▶ _OBJECTIVE_:
Repeat exactly, and only, the lines from the line containing "[point] every instance of the black" through the last line of the records below, including both.

Start of DATA PROVIDED

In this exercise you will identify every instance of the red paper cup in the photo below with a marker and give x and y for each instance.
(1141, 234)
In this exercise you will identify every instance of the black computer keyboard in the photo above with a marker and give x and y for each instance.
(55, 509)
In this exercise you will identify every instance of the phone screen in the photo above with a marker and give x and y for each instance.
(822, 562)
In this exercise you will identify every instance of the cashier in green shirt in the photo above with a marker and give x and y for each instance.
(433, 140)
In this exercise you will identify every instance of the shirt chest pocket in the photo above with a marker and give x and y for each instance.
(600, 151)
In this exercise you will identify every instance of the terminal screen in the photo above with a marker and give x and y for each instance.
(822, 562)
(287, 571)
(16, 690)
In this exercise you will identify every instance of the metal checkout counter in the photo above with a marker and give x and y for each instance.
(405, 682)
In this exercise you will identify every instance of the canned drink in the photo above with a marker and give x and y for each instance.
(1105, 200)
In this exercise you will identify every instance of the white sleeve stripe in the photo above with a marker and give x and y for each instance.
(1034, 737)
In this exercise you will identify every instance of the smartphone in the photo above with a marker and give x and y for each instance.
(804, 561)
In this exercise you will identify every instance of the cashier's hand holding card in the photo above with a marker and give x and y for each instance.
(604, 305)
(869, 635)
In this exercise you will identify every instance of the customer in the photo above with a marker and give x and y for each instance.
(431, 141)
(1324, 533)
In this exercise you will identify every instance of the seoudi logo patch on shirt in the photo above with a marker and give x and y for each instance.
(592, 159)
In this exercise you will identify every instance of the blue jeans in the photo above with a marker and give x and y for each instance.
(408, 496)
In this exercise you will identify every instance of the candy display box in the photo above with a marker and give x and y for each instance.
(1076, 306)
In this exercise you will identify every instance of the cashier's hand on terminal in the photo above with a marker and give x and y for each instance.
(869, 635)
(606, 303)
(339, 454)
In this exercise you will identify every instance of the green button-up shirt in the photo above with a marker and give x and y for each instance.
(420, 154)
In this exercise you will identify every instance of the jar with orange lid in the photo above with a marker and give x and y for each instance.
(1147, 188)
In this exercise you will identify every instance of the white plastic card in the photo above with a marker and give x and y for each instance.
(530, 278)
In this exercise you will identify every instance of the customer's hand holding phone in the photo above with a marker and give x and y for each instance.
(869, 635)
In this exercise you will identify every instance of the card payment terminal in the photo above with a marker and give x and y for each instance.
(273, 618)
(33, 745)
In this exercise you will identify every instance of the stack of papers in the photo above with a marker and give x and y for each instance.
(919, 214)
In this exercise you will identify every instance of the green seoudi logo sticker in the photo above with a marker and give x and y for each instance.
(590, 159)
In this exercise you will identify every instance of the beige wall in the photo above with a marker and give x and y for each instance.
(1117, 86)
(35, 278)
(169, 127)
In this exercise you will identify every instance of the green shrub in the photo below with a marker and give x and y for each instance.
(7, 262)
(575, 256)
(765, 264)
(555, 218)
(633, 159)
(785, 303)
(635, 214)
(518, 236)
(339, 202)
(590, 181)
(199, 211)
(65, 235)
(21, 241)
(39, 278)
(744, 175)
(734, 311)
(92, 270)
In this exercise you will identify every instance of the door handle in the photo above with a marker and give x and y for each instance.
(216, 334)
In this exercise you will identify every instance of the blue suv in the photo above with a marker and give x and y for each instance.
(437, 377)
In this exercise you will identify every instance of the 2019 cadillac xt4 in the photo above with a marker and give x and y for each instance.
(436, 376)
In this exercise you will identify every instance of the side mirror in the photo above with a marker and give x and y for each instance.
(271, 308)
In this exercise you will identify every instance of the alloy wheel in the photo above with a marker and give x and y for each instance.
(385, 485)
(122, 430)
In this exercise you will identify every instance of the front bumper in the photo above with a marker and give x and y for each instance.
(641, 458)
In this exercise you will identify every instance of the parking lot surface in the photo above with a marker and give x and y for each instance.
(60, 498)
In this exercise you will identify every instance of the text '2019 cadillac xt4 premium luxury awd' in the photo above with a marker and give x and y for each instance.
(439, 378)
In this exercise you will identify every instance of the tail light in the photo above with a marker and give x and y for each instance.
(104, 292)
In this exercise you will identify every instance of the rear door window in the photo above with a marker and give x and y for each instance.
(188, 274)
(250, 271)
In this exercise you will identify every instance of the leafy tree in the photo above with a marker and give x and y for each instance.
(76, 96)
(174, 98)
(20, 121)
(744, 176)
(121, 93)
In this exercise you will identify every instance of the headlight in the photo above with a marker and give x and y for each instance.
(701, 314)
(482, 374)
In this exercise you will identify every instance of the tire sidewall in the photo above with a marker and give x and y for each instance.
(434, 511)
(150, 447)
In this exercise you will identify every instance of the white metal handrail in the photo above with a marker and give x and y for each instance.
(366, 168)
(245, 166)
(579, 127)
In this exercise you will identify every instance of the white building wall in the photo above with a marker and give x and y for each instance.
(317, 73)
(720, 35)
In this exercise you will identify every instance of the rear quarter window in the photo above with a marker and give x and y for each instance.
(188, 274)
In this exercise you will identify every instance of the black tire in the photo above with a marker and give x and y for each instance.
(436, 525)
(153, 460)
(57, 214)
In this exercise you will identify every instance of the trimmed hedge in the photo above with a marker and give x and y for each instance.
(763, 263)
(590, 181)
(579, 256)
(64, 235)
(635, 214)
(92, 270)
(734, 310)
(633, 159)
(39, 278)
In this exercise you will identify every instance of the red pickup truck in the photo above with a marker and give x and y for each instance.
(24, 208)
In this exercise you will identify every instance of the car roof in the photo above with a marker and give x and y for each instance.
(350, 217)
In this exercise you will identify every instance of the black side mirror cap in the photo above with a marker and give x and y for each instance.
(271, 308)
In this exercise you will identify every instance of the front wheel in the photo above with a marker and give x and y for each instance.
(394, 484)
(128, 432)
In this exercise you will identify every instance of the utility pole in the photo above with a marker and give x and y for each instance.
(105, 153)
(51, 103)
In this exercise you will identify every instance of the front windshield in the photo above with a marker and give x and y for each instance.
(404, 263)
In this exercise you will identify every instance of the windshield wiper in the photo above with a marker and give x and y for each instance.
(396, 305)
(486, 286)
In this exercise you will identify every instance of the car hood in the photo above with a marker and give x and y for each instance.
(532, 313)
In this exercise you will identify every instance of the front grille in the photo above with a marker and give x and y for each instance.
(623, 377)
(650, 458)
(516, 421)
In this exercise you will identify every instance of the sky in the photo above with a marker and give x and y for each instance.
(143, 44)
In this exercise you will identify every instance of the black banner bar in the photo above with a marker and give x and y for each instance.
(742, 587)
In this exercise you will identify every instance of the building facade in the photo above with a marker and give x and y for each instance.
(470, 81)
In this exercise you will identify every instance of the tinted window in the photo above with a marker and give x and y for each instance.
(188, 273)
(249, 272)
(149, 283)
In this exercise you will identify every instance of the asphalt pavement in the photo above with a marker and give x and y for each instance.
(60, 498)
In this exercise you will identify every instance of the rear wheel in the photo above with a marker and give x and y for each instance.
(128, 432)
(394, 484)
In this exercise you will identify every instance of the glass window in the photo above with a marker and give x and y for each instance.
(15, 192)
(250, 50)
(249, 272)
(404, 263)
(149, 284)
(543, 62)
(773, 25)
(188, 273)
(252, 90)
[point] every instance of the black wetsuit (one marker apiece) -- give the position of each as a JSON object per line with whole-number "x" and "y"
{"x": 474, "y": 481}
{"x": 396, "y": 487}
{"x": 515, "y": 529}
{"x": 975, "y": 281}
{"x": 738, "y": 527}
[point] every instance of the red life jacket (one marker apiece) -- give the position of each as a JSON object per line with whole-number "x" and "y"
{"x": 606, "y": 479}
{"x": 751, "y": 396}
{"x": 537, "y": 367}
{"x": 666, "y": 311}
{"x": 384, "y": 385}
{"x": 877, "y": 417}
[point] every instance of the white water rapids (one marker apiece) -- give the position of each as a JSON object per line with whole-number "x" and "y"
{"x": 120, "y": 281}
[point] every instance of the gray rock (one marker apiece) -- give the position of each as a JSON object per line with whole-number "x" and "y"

End of DATA PROVIDED

▶ _TASK OUTPUT_:
[point] every instance of the black wetsuit (one marker apiece) -- give the position of each as a JSON object per line with whole-number "x" and "y"
{"x": 474, "y": 481}
{"x": 396, "y": 487}
{"x": 515, "y": 529}
{"x": 975, "y": 281}
{"x": 738, "y": 527}
[point] every instance of the red life jacket (one marker apiece) -- give the position of each as a JSON object per line with whole-number "x" and "y"
{"x": 606, "y": 479}
{"x": 751, "y": 396}
{"x": 537, "y": 367}
{"x": 666, "y": 311}
{"x": 384, "y": 385}
{"x": 877, "y": 417}
[point] every instance of the white water rapids (one marker apiece) -- give the position of each as a JSON object per line with whole-number "x" and "y"
{"x": 120, "y": 281}
[point] every instance of the gray rock (one marker apiece) -- give the position of each as a JSON object per line with whole-number "x" and "y"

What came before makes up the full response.